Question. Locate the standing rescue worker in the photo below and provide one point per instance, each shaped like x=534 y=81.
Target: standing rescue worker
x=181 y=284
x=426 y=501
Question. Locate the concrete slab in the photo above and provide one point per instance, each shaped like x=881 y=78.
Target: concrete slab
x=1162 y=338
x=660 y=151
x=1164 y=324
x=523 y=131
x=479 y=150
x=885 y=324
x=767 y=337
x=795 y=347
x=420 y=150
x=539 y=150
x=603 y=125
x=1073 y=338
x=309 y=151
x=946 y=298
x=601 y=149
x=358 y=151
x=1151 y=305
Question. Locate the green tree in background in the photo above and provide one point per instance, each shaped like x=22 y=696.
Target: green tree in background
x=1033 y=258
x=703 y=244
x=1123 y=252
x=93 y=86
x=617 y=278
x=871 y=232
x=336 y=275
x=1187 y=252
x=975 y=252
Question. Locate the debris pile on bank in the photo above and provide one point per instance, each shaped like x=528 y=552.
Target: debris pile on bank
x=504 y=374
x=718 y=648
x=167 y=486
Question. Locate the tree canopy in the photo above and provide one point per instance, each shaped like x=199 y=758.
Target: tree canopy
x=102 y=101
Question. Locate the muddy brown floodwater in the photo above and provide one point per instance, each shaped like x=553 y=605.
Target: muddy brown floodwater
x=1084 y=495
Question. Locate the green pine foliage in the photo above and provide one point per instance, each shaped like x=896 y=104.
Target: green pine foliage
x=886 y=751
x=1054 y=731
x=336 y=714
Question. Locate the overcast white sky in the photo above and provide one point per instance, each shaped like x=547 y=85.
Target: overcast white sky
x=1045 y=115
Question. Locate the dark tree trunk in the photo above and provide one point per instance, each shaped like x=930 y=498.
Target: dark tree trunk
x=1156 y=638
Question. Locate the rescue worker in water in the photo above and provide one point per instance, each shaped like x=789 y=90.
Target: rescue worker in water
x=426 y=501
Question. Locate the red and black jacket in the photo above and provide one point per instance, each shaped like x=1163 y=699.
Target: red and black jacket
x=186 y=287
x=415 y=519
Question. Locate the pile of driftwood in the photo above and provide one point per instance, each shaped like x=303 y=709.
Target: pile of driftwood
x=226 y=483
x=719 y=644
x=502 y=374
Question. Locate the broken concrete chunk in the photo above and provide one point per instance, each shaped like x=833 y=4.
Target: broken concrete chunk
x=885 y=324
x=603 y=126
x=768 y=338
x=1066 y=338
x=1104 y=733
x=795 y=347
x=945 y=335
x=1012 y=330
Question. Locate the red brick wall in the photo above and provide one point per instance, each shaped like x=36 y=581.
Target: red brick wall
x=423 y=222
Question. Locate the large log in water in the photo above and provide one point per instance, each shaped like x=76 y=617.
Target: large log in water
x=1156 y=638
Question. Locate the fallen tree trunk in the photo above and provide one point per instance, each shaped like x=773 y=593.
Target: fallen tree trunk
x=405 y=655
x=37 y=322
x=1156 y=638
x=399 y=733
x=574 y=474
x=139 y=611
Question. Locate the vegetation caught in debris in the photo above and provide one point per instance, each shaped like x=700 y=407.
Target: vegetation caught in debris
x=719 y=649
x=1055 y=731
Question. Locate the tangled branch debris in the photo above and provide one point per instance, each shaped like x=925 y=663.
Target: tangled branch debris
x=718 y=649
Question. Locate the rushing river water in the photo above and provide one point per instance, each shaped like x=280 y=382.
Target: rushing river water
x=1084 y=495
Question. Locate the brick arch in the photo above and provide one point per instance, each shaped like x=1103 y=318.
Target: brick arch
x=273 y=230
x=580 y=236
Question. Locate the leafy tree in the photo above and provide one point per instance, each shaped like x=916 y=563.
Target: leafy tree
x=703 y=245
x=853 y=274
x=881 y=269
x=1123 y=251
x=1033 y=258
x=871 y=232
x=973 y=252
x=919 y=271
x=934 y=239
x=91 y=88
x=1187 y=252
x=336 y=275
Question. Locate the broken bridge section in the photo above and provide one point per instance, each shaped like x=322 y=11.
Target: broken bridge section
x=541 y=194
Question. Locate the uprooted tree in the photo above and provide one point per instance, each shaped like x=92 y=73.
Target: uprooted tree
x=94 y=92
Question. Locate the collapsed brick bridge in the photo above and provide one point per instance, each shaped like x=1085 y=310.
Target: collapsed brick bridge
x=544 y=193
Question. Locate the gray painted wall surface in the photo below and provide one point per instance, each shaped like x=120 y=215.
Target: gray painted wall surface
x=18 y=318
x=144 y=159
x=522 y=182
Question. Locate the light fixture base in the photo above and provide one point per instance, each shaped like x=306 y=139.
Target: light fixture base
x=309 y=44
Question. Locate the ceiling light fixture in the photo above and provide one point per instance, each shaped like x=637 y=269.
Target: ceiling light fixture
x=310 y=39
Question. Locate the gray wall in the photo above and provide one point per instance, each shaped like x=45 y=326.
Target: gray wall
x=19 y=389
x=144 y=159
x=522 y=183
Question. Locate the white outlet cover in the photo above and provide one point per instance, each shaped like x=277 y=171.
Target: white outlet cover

---+---

**Your goal**
Would you please reproduce the entries above word for word?

**Finished task**
Question. Locate the standing rescue worker in the photo below and provide one point per instance, each shaped like x=534 y=81.
Target: standing rescue worker
x=181 y=284
x=426 y=501
Question. Locate the concrete slab in the photo above and provide one point per instance, each shaped like x=881 y=78.
Target: concrete slab
x=1162 y=338
x=660 y=151
x=1164 y=324
x=523 y=131
x=479 y=150
x=885 y=324
x=767 y=337
x=795 y=347
x=420 y=150
x=539 y=150
x=603 y=125
x=1073 y=338
x=309 y=151
x=946 y=298
x=601 y=149
x=358 y=151
x=1151 y=305
Question. Locate the green tree in background in the photo above and provide one point per instance, each shaped like x=22 y=696.
Target: green tree in background
x=1033 y=258
x=703 y=244
x=1123 y=252
x=93 y=86
x=617 y=278
x=871 y=232
x=336 y=275
x=1187 y=252
x=975 y=252
Question. Locate the debris pile on bank in the photo above and provide one point per instance, each shaped like x=528 y=552.
Target: debris pile on bank
x=504 y=374
x=718 y=648
x=167 y=486
Question. Locate the tree canopy in the photo above and provide one point per instance, each shaped like x=199 y=758.
Target: tree canopy
x=102 y=101
Question. Locate the muddy brown floodwater in the photo above and provide one point per instance, each shaped like x=553 y=605.
Target: muddy brown floodwater
x=1084 y=495
Question. Locate the green pine foliage in the photo above and provide one point per instance, each shaped like x=896 y=104.
Target: green pine foliage
x=886 y=751
x=1054 y=731
x=336 y=714
Question. Locate the overcast white sky in the photo above and provide one point per instance, each shaped like x=547 y=85.
Target: overcast white sky
x=1045 y=115
Question. Locate the dark tree trunk in the photo above and provide one point per instance, each shaped like x=930 y=498.
Target: dark tree trunk
x=1156 y=638
Question. Locate the rescue worker in water in the photo above and provide one point per instance, each shaped like x=789 y=90.
Target: rescue worker in water
x=426 y=501
Question. Locate the red and black jacket in the photo above and provide one point per instance, each shaped like x=1163 y=699.
Target: red and black jacket
x=186 y=287
x=415 y=519
Question. Locate the pile of driftwood in the photo above and provide one point per instance, each shaped like x=303 y=709.
Target: pile of driftwood
x=226 y=483
x=719 y=644
x=502 y=374
Question. Locate the broken concrete chunk in the photo above and provide one point per instance, each shaped like x=833 y=4.
Target: broken concrete chunk
x=885 y=324
x=603 y=126
x=768 y=338
x=1066 y=338
x=1104 y=733
x=795 y=347
x=945 y=335
x=1012 y=330
Question. Locate the red brick wall in the photo above and provide one point per instance, each shaped like x=36 y=581.
Target: red brick wall
x=423 y=222
Question. Locate the large log in water in the photo above and provide one point per instance, each shaped like x=76 y=617.
Target: large log in water
x=1156 y=638
Question. Locate the fallen tree trunk in the photo above and provide one point per instance, each shaped like x=773 y=593.
Target: fallen tree trunk
x=405 y=655
x=37 y=322
x=1156 y=638
x=399 y=733
x=574 y=474
x=139 y=611
Question. Locate the vegetation caught in debris in the photo above and provide one point per instance, each shaped like x=700 y=407.
Target: vegetation caught in debris
x=719 y=649
x=1055 y=731
Question. Locate the tangled branch debris in the photo above and provide one point per instance, each shaped like x=925 y=663.
Target: tangled branch debris
x=718 y=649
Question. Locate the rushing river water in the photo above and provide one point per instance, each shaped like x=280 y=382.
Target: rushing river water
x=1084 y=495
Question. Locate the brick arch in the photo above and provide one point per instance, each shaped like x=1103 y=318.
Target: brick arch
x=273 y=230
x=580 y=236
Question. Locate the leafy tree in the photo above and provide one point per instance, each shaped like x=916 y=563.
Target: leafy tree
x=703 y=245
x=853 y=274
x=881 y=269
x=1123 y=251
x=1033 y=258
x=871 y=232
x=973 y=252
x=919 y=271
x=934 y=239
x=91 y=88
x=1187 y=252
x=336 y=275
Question. Locate the broken bridge section in the photo above and provide one point per instance, each shaped like x=322 y=11.
Target: broken bridge section
x=541 y=194
Question. Locate the uprooted tree in the photo above and provide one point per instance, each shaped like x=92 y=73.
Target: uprooted tree
x=94 y=92
Question. Locate the collapsed brick bridge in the photo above and provide one point per instance, each shaped like x=1085 y=310.
Target: collapsed brick bridge
x=544 y=193
Question. Locate the gray painted wall surface in the photo below and provide one point per instance, each shaped like x=120 y=215.
Target: gray painted wall surface
x=18 y=318
x=144 y=159
x=522 y=182
Question. Locate the light fixture base in the photo above and provide one point per instance, each shaped like x=306 y=139.
Target: light fixture base
x=309 y=44
Question. Locate the ceiling light fixture in the photo above and provide one point per instance, each shaped like x=637 y=269.
Target: ceiling light fixture
x=310 y=39
Question. Locate the gray wall in the photo above and provide one point per instance, each shaped like x=45 y=326.
Target: gray wall
x=19 y=389
x=144 y=159
x=522 y=183
Question. Locate the white outlet cover in the photo above and provide one point per instance, each shaped like x=277 y=171.
Target: white outlet cover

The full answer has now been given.